## EXERCISE INSTRUCTIONS
Return every line from the records below in which the word "dark" is found.

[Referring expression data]
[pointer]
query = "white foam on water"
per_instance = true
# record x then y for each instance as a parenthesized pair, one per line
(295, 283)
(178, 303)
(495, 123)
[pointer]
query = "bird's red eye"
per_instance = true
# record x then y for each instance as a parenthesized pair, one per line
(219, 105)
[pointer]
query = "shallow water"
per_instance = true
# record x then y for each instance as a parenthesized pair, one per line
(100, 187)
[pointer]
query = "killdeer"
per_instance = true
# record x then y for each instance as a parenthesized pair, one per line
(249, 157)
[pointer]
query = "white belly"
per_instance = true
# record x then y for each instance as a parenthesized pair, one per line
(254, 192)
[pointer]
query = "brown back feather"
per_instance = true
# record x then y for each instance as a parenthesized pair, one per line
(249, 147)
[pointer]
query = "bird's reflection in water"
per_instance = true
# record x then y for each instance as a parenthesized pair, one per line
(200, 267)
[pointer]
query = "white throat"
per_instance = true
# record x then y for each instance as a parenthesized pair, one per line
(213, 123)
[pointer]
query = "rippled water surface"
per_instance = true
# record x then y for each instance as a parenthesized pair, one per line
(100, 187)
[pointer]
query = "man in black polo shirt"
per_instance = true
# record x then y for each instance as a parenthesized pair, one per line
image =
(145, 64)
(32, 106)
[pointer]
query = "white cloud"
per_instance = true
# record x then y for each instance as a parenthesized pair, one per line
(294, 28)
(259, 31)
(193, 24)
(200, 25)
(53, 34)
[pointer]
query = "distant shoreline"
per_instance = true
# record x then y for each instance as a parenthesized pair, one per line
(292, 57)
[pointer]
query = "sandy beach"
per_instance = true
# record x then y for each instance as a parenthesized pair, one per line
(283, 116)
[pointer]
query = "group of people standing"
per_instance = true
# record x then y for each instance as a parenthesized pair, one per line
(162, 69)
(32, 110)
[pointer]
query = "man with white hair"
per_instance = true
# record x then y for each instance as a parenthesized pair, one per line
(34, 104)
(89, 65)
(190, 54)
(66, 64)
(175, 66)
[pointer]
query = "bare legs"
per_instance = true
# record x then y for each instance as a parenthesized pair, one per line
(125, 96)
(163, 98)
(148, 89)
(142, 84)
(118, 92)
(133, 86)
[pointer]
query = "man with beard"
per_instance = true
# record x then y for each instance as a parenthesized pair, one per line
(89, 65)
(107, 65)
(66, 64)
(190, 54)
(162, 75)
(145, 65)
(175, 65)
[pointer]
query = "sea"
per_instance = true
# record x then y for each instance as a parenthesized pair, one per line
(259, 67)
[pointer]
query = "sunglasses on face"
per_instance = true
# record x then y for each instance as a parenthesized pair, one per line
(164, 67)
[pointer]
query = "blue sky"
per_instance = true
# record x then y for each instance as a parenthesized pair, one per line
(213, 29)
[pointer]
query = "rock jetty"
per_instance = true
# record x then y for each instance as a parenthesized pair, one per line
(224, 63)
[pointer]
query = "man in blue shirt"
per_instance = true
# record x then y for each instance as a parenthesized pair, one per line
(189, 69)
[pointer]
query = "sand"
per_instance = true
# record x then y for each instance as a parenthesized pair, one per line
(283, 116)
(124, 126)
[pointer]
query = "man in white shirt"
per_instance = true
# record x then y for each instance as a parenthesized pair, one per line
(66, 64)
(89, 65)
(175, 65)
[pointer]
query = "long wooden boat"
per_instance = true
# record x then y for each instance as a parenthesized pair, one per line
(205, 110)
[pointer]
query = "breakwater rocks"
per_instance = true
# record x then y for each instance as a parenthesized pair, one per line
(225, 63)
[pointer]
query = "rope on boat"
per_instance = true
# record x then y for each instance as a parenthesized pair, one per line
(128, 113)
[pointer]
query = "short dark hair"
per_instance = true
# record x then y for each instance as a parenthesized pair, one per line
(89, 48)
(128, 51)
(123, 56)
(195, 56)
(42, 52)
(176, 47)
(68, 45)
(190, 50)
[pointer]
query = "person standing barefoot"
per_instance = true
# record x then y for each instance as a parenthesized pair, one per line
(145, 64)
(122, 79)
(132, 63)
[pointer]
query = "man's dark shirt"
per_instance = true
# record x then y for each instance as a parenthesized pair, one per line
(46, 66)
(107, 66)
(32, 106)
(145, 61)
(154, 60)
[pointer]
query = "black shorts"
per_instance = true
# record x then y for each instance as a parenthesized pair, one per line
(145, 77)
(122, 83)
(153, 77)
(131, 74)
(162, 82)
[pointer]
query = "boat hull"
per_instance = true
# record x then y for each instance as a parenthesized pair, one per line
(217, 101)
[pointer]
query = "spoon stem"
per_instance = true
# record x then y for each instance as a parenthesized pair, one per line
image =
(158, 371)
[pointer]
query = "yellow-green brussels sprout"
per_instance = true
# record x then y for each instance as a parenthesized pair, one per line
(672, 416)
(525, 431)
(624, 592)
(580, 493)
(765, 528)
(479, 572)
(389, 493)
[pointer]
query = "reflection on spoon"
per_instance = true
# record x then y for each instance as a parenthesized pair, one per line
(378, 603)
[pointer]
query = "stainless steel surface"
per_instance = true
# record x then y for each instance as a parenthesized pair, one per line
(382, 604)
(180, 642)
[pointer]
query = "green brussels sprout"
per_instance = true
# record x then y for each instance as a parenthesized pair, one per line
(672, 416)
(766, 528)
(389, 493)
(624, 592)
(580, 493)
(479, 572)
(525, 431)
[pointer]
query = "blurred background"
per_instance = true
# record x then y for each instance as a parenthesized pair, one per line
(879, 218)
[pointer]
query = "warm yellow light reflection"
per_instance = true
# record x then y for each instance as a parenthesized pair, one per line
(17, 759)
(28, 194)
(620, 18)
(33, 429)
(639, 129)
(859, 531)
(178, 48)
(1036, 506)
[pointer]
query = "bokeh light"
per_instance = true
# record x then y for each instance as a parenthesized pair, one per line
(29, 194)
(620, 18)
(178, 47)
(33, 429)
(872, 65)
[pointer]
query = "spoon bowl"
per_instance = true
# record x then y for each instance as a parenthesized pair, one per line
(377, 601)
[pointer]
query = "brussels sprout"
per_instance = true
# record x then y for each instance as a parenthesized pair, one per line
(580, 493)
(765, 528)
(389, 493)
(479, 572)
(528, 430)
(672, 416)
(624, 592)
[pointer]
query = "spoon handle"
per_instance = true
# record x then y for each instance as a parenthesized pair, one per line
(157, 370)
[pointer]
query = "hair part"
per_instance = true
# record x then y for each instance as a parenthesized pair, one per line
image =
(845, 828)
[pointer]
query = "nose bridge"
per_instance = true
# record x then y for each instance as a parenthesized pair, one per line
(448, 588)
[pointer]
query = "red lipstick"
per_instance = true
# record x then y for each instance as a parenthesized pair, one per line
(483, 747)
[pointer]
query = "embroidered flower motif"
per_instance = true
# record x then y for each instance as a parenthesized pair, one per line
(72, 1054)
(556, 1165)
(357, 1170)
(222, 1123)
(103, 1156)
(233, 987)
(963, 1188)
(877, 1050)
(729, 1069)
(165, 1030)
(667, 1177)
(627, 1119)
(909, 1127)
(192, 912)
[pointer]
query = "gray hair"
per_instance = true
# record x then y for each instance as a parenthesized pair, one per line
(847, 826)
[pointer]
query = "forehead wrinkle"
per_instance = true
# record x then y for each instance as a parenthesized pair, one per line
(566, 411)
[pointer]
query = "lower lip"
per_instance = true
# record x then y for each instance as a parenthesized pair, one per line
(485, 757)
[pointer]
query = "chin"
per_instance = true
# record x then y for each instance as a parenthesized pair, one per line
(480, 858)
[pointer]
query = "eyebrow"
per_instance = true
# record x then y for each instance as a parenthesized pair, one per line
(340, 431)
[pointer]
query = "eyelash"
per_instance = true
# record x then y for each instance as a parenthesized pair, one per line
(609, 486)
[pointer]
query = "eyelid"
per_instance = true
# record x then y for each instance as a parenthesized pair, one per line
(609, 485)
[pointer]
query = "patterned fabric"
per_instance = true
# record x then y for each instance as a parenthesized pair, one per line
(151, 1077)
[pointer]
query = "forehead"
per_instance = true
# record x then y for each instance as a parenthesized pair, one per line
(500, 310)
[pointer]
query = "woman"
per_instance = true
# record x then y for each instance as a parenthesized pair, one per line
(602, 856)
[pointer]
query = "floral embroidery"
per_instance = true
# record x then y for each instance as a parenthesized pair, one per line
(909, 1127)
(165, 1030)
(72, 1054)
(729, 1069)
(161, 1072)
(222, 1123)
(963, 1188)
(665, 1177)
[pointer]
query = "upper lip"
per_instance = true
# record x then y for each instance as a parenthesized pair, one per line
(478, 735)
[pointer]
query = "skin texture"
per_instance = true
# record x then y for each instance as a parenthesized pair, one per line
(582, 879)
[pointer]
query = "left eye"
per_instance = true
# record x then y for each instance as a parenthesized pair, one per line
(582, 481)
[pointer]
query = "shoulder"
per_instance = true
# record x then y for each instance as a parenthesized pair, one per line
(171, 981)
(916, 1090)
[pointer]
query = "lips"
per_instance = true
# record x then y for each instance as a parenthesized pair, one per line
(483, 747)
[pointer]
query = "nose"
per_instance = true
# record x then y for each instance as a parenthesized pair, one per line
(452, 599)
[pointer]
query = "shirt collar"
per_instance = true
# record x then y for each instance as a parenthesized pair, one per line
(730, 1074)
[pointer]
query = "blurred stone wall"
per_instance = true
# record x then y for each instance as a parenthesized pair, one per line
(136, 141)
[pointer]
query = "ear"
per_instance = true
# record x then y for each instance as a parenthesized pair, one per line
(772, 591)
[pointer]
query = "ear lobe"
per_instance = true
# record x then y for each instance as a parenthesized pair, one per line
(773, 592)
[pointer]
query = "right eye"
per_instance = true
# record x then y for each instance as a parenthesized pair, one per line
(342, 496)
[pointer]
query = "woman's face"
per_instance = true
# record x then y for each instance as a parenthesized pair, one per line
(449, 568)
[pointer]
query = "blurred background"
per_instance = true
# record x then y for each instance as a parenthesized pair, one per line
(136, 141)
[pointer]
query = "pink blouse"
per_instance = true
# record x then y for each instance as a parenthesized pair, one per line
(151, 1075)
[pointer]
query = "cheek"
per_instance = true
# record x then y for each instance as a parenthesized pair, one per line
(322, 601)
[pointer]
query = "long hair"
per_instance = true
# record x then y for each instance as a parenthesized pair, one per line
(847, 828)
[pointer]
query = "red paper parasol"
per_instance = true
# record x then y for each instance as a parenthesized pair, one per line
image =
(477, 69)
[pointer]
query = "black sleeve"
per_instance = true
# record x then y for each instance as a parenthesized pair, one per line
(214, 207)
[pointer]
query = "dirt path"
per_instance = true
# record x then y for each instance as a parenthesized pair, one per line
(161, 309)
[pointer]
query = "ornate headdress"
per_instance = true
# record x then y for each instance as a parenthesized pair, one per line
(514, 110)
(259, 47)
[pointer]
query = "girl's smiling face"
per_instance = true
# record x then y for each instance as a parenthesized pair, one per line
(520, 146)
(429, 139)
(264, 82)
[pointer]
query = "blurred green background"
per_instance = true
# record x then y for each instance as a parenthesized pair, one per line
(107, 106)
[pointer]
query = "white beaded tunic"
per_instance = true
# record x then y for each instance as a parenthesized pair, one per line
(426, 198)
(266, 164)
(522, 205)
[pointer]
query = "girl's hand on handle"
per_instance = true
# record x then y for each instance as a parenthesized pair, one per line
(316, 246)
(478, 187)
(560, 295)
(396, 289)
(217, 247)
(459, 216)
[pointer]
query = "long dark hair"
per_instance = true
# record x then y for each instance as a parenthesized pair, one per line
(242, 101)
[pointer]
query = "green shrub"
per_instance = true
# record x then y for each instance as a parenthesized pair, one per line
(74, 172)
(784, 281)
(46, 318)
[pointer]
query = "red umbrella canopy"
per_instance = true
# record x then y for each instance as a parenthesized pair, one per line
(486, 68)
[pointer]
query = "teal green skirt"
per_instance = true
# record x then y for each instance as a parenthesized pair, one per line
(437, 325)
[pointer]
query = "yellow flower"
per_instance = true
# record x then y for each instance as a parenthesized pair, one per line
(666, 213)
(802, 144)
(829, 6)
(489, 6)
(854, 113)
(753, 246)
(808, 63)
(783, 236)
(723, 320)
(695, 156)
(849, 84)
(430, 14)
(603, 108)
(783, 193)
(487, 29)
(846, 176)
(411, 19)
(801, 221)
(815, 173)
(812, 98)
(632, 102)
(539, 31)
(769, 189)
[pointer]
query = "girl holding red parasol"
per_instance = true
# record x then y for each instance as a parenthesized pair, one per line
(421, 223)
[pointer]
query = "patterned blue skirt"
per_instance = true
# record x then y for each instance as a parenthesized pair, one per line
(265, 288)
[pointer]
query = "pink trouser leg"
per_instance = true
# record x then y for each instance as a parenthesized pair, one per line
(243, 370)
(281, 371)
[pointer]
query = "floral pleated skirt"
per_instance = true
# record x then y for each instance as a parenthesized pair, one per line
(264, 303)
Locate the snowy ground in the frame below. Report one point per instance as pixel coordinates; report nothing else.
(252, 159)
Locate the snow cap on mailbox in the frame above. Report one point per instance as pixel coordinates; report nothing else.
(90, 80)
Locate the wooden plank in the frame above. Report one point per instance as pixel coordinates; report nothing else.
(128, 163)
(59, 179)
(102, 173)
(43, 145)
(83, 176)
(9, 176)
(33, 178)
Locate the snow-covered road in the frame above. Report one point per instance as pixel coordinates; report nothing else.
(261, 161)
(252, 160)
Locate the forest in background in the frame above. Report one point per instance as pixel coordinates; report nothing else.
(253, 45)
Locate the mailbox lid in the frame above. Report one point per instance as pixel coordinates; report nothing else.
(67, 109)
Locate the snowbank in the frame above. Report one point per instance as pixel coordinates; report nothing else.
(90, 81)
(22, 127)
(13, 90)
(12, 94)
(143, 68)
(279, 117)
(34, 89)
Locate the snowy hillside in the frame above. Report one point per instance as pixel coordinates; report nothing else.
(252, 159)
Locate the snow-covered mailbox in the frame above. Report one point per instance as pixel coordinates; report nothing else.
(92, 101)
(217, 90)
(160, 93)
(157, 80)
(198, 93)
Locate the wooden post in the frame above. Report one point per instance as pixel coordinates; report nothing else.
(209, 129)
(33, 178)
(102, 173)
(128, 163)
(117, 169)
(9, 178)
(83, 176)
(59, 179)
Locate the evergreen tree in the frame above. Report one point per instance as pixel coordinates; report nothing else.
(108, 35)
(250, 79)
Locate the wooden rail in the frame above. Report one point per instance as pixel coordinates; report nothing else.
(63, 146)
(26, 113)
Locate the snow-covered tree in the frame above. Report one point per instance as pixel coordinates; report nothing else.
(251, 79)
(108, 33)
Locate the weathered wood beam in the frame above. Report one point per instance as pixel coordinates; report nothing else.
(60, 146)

## EXERCISE SOLUTION
query = "short dark hair"
query = "man's dark shirt"
query = "long dark hair"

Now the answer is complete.